### TEXT PASSAGE
It has recently been demonstrated that complex fracture networks (CFN) especially activated natural fractures (ANF) play an important role in unconventional reservoir development. However, traditional rate transient analysis (RTA) methods barely investigate the impact of CFN or ANF. Furthermore, the influence of CFN on flow regime is still ambiguous. Failure to consider these effects could lead to misdiagnosis of flow regimes and underestimation of original oil in place (OOIP). A novel numerical RTA method is therefore presented herein to improve the quality of reserves assessment.
A new methodology is introduced. Propagating hydraulic fractures (HF) can generate different stress perturbations to allow natural fractures (NF) to fail, forming various ANF pattern. An embedded discrete fracture model (EDFM) of ANF is stochastically generated instead of local grid refinement (LGR) method to overcome the time-intensive computation time. These models are coupled with reservoir models using non-neighboring connections (NNCs).

### TASK REQUIREMENTS
(1) Duplicate the fracture-network passage between "It has recently" and "of reserves assessment.", inclusive.
(2) Pick up the fracture-network passage from its last sentence and keep writing.
The entries after this point come from a separate source.

### RECORD SET

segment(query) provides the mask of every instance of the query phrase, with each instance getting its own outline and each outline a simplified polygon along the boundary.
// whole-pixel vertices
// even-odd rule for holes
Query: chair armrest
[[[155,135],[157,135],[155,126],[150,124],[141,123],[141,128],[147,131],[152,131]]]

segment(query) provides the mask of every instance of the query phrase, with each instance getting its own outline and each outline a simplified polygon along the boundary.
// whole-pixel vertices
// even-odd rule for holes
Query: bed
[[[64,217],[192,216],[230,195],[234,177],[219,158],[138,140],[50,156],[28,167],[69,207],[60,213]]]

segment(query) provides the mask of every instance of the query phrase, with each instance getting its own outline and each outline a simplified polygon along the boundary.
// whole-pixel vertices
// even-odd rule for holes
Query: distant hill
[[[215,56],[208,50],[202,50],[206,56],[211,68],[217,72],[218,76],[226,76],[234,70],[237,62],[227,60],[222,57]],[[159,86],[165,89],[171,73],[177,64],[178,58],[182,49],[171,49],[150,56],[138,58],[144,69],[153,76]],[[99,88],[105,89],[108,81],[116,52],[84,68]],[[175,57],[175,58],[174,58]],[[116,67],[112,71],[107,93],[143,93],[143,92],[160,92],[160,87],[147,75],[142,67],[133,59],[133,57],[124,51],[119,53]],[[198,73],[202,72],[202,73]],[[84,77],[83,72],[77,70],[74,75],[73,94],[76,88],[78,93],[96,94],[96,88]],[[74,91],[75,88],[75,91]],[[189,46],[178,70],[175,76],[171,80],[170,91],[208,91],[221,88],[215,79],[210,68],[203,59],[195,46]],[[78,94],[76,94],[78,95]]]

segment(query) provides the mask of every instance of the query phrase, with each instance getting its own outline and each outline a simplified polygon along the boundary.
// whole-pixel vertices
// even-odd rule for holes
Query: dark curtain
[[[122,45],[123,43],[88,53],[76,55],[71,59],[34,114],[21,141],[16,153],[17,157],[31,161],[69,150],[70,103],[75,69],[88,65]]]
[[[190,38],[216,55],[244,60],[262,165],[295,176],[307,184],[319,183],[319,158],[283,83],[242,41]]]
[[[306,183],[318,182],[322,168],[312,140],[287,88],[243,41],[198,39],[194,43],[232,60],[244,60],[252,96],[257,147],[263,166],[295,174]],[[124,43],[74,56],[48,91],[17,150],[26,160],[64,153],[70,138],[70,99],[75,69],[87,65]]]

### RESULTS FOR EACH TASK
(1)
It has recently been demonstrated that complex fracture networks (CFN) especially activated natural fractures (ANF) play an important role in unconventional reservoir development. However, traditional rate transient analysis (RTA) methods barely investigate the impact of CFN or ANF. Furthermore, the influence of CFN on flow regime is still ambiguous. Failure to consider these effects could lead to misdiagnosis of flow regimes and underestimation of original oil in place (OOIP). A novel numerical RTA method is therefore presented herein to improve the quality of reserves assessment.

(2)
Results show that except for simplified models used in previous studies subjected to traditional concept of stimulated reservoir volume (SRV), in our study, the ANF region has been discussed to emphasis the impact of NF on simulation results. Henceforth, ANF could be only concentrated around the near-wellbore region, and it may also cover the whole simulation area. Obvious distinctions could be viewed for different kinds of ANF on diagnostic plots. Instead of SRV-dominated flow mentioned in previous studies, ANF-dominated flow developed in this work is shown to be more reasonable. Also, new flow regimes such as interference flow inside and outside activated natural fracture flow region (ANFR) are found. In summary, better evaluation of reservoir properties and reserves assessment such as OOIP are achieved based on our proposed model compared with conventional models. The novel RTA method considering CFN presented herein is an easy-to-apply numerical RTA technique that can be applied for characterizing reservoir and fracture information as well as assessing OOIP.